▸ Description of the task:
Please duplicate the part of the text about an older child adjusting to a new baby, starting at "One thing that has" and ending at "getting some sleep!".

# START OF Text to read

Now she's back to pretty normal behavior most of the time although I think she sometimes takes advantage of me being occupied with the baby. We've tried hard to give her as much one-on-one time with each parent as possible and have kept to her normal daily routine. Also praising every well-behaved action! And we've tried to keep behavioral expectations and consequences the same as before baby and still consistently enforced. Sounds like you're trying all the normal stuff, not much more you can do except to continue giving her as much attention as possible (exhausting as that is) and being clear on expectations. You're right that it will pass, it has to!

One thing that has worked for us in the past is reward chart type things, ie if you take a nap (or stay quietly in your bed, or don't hit all day, or whatever), you get a little prize, or a sticker on a chart that leads to a prize. Sometimes it feels like bribery but when I'm desperate I just don't care, and it does give the child the choice to do or not do the desired behavior.

Good luck to you, congratulations on the new baby, and I hope you're getting some sleep!

Yes, very timely post! We are heading into week 10 with new baby and our almost 3 year old son and it sounds like we're living the same life! The first month was definitely the worst--HUGE tantrums, lots of hitting, TONS of screaming, refusing to go to bed, etc. It was pretty shocking, we were definitely not prepared... There were plenty of days that my husband came home from work to a pretty grim household, and one day I even called him to come home early because I was so beside myself.

The last 3-4 weeks have been dramatically better, we've hit our stride and it's going pretty well. Going back to school definitely helped--Anders was happy to go back to his old rhythm, play with friends, etc. and his teacher says he's having his best days there yet--a huge change from the days he was there right after the baby came. Bedtime is completely back to normal after weeks of him not going to bed before 9, sometimes even 10 at night. It's easier said than done, but we've mostly ignored the negative behaviors (tantrums and screaming) and insisted that he use words to tell us what he needs and how he feels...I've given myself a few time outs just to avoid getting caught up in the negative energy and stay on top of the situation.

In the first couple of weeks I felt like I'd ruined him by having another baby, but I dont feel that way anymore--he's doing great. Hang in there, I think you'll find that things will get better with a little time and patience.

The one thing that I've noticed (with help from other mamas) is that the problems with the oldest tend to correspond sometimes with a particular developmental stage of the younger. Our older son did really great in so many ways when his brother was born, but when his brother started walking, holy moly did he lose it. Frequent, scary, and completely bewildering meltdowns. We realized that by having a more mobile brother, our older son lost some major control.

# END OF Text to read
# START OF Recorded data

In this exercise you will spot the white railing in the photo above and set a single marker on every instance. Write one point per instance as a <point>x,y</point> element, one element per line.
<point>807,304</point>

# END OF Recorded data

▸ Written response:
One thing that has worked for us in the past is reward chart type things, ie if you take a nap (or stay quietly in your bed, or don't hit all day, or whatever), you get a little prize, or a sticker on a chart that leads to a prize. Sometimes it feels like bribery but when I'm desperate I just don't care, and it does give the child the choice to do or not do the desired behavior.

Good luck to you, congratulations on the new baby, and I hope you're getting some sleep!